What the task asks: Scale the items from the first line through the line that contains "620 145 L 616", both ends included, by copying those lines out again with the requests intact and multiplying every viewBox value and outline coordinate in the answers by 0.65, rounded to whole numbers with halves going up. Leave the pictures out of the result.

Given information:

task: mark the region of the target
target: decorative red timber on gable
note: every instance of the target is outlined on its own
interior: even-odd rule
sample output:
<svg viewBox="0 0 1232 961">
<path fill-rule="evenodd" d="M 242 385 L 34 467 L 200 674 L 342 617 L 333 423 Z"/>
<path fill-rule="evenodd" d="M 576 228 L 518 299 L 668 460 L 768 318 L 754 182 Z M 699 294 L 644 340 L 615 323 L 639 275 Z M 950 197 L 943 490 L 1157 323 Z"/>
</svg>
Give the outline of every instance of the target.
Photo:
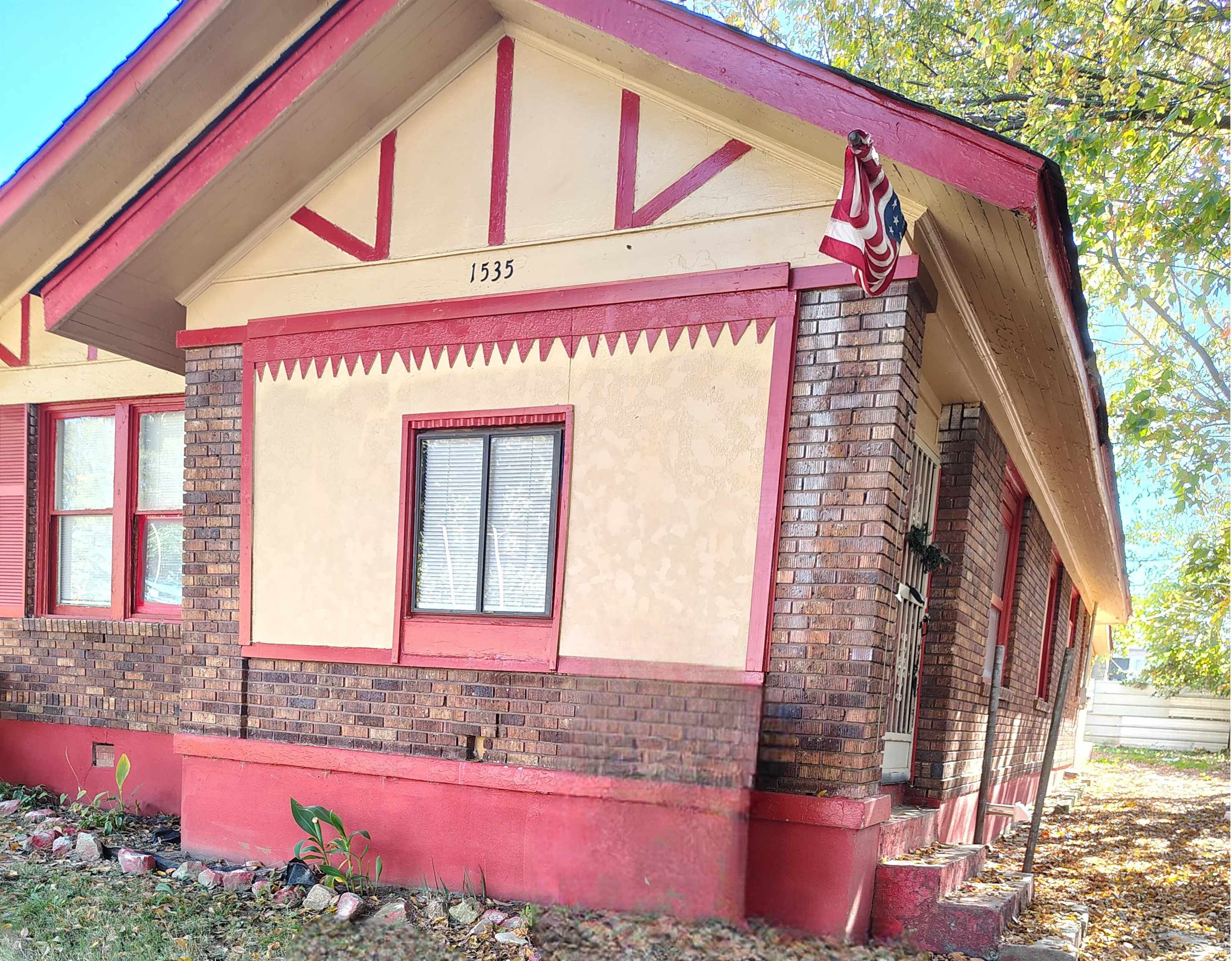
<svg viewBox="0 0 1232 961">
<path fill-rule="evenodd" d="M 620 145 L 616 159 L 616 229 L 646 227 L 658 221 L 680 201 L 713 180 L 753 148 L 731 139 L 700 161 L 687 174 L 660 190 L 641 207 L 633 206 L 637 189 L 637 137 L 642 122 L 642 99 L 625 90 L 620 102 Z"/>
<path fill-rule="evenodd" d="M 0 344 L 0 361 L 4 361 L 10 367 L 28 367 L 30 366 L 30 294 L 27 293 L 21 298 L 21 346 L 17 347 L 20 354 L 14 354 L 4 344 Z M 94 350 L 94 347 L 90 347 Z M 91 357 L 90 360 L 94 360 Z"/>
<path fill-rule="evenodd" d="M 513 129 L 514 38 L 496 44 L 496 105 L 492 122 L 492 200 L 488 207 L 488 246 L 505 243 L 509 202 L 509 139 Z"/>
<path fill-rule="evenodd" d="M 333 221 L 308 207 L 301 207 L 291 219 L 317 234 L 326 244 L 333 244 L 344 254 L 359 260 L 386 260 L 389 256 L 389 233 L 393 228 L 393 158 L 398 131 L 393 129 L 381 140 L 381 170 L 377 174 L 377 228 L 375 243 L 360 240 Z"/>
</svg>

Worked solution:
task: mark the region of the target
target: decorative red timber on gable
note: every instance of the target is outlined on its own
interior: even-odd rule
sample output:
<svg viewBox="0 0 1232 961">
<path fill-rule="evenodd" d="M 242 385 L 34 467 L 200 674 L 342 617 L 333 423 Z"/>
<path fill-rule="evenodd" d="M 576 228 L 518 299 L 668 460 L 768 318 L 754 182 Z M 699 294 L 644 340 L 615 323 L 639 275 Z M 950 197 L 943 490 L 1157 323 Z"/>
</svg>
Give the outline of every instance of the target.
Photo:
<svg viewBox="0 0 801 625">
<path fill-rule="evenodd" d="M 403 94 L 400 103 L 400 149 L 420 148 L 428 144 L 442 131 L 463 117 L 489 96 L 475 90 L 455 105 L 447 113 L 429 124 L 417 135 L 411 134 L 414 123 L 414 89 L 417 79 L 417 64 L 406 59 L 403 66 Z"/>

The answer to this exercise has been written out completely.